Work order
Each entry must be copied exactly, without omission.

Entries shown
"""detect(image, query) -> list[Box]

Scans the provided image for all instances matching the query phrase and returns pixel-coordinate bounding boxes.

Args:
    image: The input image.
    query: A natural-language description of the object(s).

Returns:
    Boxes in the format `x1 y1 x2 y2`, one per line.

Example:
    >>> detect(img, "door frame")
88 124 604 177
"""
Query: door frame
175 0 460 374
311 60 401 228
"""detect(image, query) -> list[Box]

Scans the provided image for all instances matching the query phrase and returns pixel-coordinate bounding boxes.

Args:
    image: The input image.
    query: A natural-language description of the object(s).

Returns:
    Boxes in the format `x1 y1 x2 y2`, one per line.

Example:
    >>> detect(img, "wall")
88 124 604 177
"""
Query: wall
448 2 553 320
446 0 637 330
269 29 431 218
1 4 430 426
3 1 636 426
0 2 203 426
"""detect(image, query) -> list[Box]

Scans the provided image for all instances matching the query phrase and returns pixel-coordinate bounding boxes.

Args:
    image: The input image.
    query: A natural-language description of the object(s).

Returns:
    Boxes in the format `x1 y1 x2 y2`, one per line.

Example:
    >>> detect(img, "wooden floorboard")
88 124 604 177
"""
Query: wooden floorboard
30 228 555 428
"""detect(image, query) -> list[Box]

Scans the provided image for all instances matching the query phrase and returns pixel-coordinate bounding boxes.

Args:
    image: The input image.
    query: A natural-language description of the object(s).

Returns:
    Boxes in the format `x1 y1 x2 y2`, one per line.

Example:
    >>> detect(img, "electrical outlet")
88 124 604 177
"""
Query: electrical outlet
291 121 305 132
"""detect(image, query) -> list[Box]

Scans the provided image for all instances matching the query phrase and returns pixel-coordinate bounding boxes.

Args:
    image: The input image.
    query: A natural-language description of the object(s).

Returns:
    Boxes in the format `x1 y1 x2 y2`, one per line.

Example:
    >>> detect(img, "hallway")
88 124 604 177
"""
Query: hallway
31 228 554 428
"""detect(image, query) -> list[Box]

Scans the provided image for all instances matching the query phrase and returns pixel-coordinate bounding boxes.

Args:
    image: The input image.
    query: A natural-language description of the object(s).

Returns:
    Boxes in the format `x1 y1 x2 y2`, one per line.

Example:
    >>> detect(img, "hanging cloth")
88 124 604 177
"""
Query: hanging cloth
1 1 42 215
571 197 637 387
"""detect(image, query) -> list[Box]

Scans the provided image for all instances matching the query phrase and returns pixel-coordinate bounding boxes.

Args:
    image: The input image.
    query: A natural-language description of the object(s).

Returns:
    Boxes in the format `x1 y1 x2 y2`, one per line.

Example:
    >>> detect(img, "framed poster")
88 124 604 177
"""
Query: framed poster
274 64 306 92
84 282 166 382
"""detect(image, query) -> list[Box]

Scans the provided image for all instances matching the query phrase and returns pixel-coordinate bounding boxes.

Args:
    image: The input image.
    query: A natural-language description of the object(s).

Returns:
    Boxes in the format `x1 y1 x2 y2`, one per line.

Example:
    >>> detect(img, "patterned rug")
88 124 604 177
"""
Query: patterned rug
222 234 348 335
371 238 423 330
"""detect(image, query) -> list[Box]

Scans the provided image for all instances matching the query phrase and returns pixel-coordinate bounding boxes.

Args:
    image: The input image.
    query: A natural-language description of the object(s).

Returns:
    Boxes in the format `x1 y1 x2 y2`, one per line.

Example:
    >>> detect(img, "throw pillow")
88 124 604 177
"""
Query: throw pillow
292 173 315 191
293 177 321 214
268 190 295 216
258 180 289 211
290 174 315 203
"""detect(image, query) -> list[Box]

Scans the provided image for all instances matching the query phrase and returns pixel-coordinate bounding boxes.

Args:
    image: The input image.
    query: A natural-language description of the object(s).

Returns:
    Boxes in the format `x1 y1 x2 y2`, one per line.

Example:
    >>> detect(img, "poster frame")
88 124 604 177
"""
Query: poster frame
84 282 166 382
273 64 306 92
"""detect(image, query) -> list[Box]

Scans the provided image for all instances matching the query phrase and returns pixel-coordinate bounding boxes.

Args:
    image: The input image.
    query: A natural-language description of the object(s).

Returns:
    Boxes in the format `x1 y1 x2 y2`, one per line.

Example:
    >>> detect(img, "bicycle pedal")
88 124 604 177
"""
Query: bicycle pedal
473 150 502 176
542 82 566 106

Response to this exercise
"""detect(image, query) -> list[Box]

Scans the provided image for all instances matching the query phrase and returns pixel-coordinate bounding boxes.

Args:
    image: The input image.
    query: A natural-language description of the object(s).

Returns:
    Boxes in the format `x1 y1 x2 y2`, one per line.

Example:
    >>> detect(img, "door frame")
88 124 604 177
"""
Query: door frame
175 0 460 374
311 60 401 228
"""detect(image, query) -> list[Box]

Scans the provided image for all instances matching the query phrase and returns pixel-coordinate bounding boxes.

Args:
    image: The input image.
    query: A natural-language description of the object(s).

Returns:
    Boxes in the format `x1 y1 x2 y2`, one per line.

Example:
    >>> detect(img, "wall")
88 124 604 177
"""
Query: wall
448 2 553 320
446 0 637 330
269 29 431 218
1 4 430 426
3 1 636 426
0 2 203 426
"""detect(image, query) -> list[Box]

Scans the provided image for all instances matching the query phrase and returns pixel-coordinate bounding boxes.

Args:
    image: The input image.
    query: A natural-language description of the object(s).

Returns:
    Boxes in the format `x1 y1 x2 y2`, one per line.

Example:
    >>> detect(img, "wooden floorboard")
88 124 604 177
"""
Query: wooden floorboard
30 228 555 428
"""detect(image, query) -> list[Box]

Scans the provided image for all instances matching the query phrase and returns pixel-coordinate bounding boxes.

Args:
    image: The input image.
    query: A natural-language description of the object(s).

Returns:
    Boxes in the format `x1 y1 x2 y2`, one per line.

Example:
    >>> detect(img, "electrical outlet")
88 124 604 177
"""
Query: electrical outlet
291 121 305 132
"""detect(image, query) -> list[Box]

Scans the provided image for all instances matching the query phrase and returns pixel-coordinate bounding boxes.

Args:
    image: The input image.
    query: A natural-language description of the object(s).

Returns:
    Boxes in the format `x1 y1 x2 y2`, one per line.

Example:
    >>> detect(img, "hallway")
88 124 604 177
"""
Query: hallway
31 228 554 428
"""detect(image, query) -> list[Box]

Scans the provided image for all instances matching the query phrase and returns pixel-coordinate bounding boxes.

Args:
    image: The input image.
    query: A natural-language description of the object(s).

Returns:
    Boxes in the format `x1 y1 x2 y2`, one per line.

Example:
    >>> detect(img, "hanging cloth")
88 124 604 177
"""
Query: hanging cloth
1 1 42 215
571 197 637 387
"""detect(image, query) -> list[Box]

Scans the provided image for all instances matching the query phrase and returns pixel-coordinate bounding boxes.

Args:
    image: The input image.
    query: A natural-language description of the object(s).

Returns:
    Boxes in the format `x1 y1 x2 y2`, one per line.

Example:
    >>> detect(img, "framed poster")
88 124 604 177
"""
Query: framed poster
274 64 306 92
84 282 166 382
"""detect(image, query) -> list[Box]

Scans the provided image for all instances matching the query phrase and returns pixel-coordinate bounding boxes.

Args:
    image: The input image.
    query: A natural-language description of the object(s).

Returns:
    Boxes in the format `x1 y1 x2 y2`, one per line.

Example:
    >>> detect(img, "patterned rug")
88 124 604 177
"""
Query: patterned rug
222 234 348 335
371 238 423 330
"""detect(image, query) -> list[Box]

Scans the provided image for all instances matching the query phrase and returns pixel-coordinate bounding boxes.

Args:
    image: The input image.
    query: A natural-language description of the object(s).

Returns:
    Boxes in the format `x1 y1 x2 y2`, one per line.

Example:
    >>> detect(img, "throw pillow")
88 124 604 177
"""
Query: throw pillow
292 173 315 191
293 177 321 214
268 190 295 216
258 180 289 211
290 174 315 203
"""detect(image, query) -> list[Box]

Scans the provided image for all instances matching the query phrase and returns pixel-coordinate bounding boxes.

Args:
    image: The input image.
    query: A natural-language description of the object(s).

Returns:
    Boxes in the format `x1 y1 x2 y2`, one per line.

Example:
    >>> detect(img, "poster frame")
88 124 604 177
"""
Query: poster frame
84 282 166 382
273 64 306 92
"""detect(image, query) -> list[Box]

Scans the provided image for all instances matching the query phrase and returns pixel-coordinate bounding boxes.

Args:
    image: The input image.
    query: A natural-language description of the object(s).

Returns:
    Boxes in the format `x1 y1 x2 y2`, one per line.

Example:
    >>> detect(img, "bicycle pedal")
88 124 604 177
"""
Query: bicycle pedal
473 150 502 176
542 82 566 106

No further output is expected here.